Spotify (SPOT) shares were on the back foot again Monday after the music sharing platform found itself entangled another controversy involving podcast host Joe Rogan.
Spotify CEO Daniel Elk, who last week had to manage the impact of weaker-than-expected user growth linked in part to the fallout from the popular "Joe Rogan Experience" podcast, apologized to employees over the weekend after a video surfaced of Rogan using racial slurs on several occasions during his show over a twelve year span.
Rogan, who apologized for spreading vaccine misinformation on his podcast last week, also expressed regret for his use of the N-word, which was uncovered in an Instagram post by the singer-songwriter Inida.Arie.
“While I strongly condemn what Joe has said and I agree with his decision to remove past episodes from our platform, I realize some will want more,” Elk said in a letter to employees. "I want to make one point very clear: I do not believe that silencing Joe is the answer. We should have clear lines around content and take action when they are crossed, but canceling voices is a slippery slope.”
Spotify shares were marked 2% lower in early afternoon trading Monday to change hands at $171.03 each.

» Recorded data:
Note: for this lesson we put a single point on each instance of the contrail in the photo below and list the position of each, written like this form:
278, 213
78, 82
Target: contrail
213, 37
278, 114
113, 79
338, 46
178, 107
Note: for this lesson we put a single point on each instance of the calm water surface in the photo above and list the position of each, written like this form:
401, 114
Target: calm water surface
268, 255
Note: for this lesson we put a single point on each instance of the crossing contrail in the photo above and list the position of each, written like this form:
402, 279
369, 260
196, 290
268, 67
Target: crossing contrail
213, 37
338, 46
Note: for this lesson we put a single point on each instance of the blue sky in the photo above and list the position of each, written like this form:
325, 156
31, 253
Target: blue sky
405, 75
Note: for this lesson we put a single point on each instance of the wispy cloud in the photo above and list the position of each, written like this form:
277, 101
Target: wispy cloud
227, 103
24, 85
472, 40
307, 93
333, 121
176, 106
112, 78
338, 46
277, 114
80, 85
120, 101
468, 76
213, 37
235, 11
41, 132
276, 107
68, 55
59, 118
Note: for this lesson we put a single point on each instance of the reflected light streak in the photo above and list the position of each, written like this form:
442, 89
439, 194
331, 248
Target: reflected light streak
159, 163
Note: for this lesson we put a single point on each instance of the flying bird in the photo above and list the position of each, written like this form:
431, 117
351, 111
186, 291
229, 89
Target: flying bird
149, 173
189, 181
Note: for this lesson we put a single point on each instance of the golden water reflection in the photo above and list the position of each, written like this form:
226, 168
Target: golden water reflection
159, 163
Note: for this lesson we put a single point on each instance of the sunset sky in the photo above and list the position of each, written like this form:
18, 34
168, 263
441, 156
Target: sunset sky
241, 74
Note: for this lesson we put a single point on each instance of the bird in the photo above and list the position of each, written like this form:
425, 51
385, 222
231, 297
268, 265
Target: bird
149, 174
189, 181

» Assigned task A: Summarize the Spotify article in two sentences.
» Assigned task B: According to the Spotify article, at what price did Spotify shares change hands in early afternoon trading Monday?
» Assigned task C: State whether each statement agrees with the Spotify article, quoting the deciding words: (i) The video showed Rogan using racial slurs over a twelve-year span. (ii) The CEO told employees that silencing Rogan is the answer. (iii) Rogan apologized last week for spreading vaccine misinformation on his podcast.

» Written answer A: Spotify shares fell 2% on Monday to $171.03 in early afternoon trading after a new controversy over podcast host Joe Rogan, whose use of racial slurs on his show over a twelve-year span surfaced in a video. The company's CEO apologized to employees, condemning the remarks and agreeing with Rogan's decision to remove past episodes, but said that silencing Rogan is not the answer.

» Written answer B: $171.03 each.

» Written answer C:
(i) Yes: "over a twelve year span"
(ii) No: "I do not believe that silencing Joe is the answer."
(iii) Yes: "apologized for spreading vaccine misinformation on his podcast last week"